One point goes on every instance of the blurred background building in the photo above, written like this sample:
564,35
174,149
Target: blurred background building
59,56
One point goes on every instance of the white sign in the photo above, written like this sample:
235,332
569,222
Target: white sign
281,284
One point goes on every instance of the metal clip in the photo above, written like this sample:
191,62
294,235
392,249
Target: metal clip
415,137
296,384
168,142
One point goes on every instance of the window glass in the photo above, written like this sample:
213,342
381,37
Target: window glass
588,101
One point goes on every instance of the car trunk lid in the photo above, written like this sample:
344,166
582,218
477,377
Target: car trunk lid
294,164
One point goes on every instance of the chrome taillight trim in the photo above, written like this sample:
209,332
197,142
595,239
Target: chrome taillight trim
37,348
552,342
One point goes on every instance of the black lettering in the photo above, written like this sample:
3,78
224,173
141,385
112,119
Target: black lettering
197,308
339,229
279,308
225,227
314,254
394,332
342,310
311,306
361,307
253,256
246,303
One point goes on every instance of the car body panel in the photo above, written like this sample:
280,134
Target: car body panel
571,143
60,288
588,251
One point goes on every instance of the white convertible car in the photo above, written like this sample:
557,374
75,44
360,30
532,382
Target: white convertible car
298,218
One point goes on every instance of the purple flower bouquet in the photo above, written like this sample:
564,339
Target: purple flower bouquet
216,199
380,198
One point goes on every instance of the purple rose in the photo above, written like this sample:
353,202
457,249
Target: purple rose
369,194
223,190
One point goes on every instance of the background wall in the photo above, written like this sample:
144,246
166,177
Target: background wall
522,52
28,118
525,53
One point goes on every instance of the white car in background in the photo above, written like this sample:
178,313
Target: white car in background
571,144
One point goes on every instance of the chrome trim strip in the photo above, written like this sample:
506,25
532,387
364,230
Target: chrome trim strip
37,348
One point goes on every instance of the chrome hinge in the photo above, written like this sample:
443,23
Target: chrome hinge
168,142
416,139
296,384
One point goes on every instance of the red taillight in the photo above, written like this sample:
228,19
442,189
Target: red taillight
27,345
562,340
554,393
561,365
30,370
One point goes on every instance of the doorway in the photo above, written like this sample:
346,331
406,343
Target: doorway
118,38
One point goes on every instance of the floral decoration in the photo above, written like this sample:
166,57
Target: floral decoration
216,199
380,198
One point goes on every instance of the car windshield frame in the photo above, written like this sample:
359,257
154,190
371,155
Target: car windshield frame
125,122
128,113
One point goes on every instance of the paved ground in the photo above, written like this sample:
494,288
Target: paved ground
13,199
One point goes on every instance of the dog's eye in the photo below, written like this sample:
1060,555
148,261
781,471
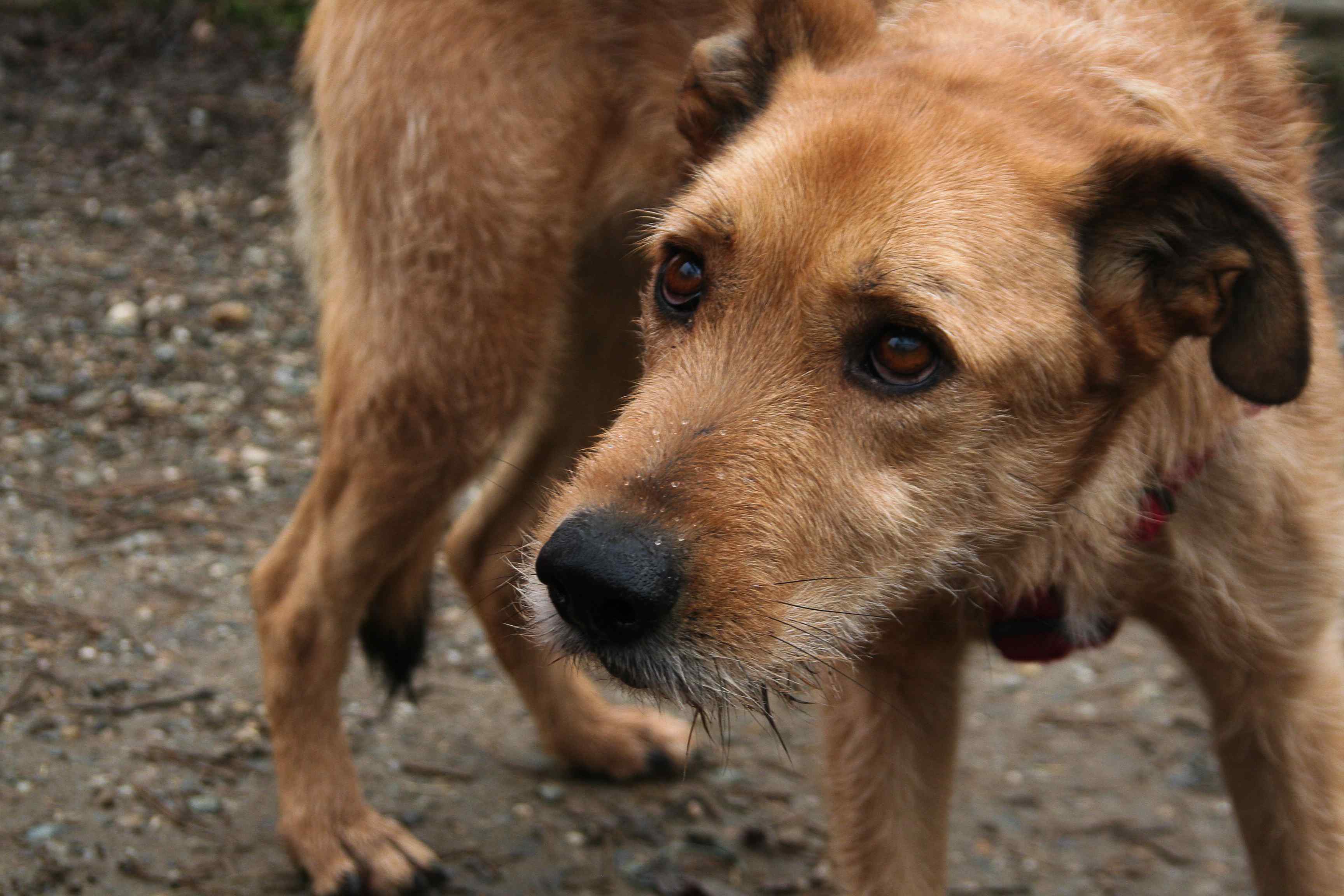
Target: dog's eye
681,283
904,357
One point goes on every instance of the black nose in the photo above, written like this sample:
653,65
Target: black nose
611,577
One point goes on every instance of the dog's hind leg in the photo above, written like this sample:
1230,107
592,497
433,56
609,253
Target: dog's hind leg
447,170
892,746
1273,672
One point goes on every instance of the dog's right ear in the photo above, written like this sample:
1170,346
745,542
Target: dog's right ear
730,74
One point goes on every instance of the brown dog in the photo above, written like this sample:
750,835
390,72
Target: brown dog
955,301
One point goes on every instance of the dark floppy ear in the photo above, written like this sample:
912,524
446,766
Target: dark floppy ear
729,76
1171,248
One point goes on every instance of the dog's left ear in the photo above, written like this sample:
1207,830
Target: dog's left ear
1171,248
729,77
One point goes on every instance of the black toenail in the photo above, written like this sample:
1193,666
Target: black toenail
350,886
658,763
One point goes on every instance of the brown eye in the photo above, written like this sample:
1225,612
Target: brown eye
904,357
681,283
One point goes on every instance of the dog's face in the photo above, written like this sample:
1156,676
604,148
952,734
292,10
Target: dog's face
884,342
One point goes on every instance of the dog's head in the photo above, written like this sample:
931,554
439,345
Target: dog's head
893,327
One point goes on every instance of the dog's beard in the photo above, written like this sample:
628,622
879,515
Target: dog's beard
695,672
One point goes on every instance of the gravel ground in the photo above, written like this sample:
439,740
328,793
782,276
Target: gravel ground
156,360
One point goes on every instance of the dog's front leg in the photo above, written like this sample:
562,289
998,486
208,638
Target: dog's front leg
1276,688
892,743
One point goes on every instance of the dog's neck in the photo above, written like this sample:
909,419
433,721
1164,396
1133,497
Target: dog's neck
1035,626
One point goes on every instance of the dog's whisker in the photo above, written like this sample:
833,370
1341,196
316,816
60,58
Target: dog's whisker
843,613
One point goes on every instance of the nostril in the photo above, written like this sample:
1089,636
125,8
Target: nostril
624,616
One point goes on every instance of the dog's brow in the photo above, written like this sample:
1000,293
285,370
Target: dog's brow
679,224
877,278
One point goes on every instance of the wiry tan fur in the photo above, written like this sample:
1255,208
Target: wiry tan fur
999,172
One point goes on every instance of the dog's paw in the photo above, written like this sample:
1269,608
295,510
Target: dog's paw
369,856
625,742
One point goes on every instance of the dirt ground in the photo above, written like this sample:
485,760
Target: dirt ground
----------------------------------------
Scan the material for "dirt" and copy the lines that hold it.

One point goes on every instance of the dirt ground in the photo above, written like this sample:
Target: dirt ground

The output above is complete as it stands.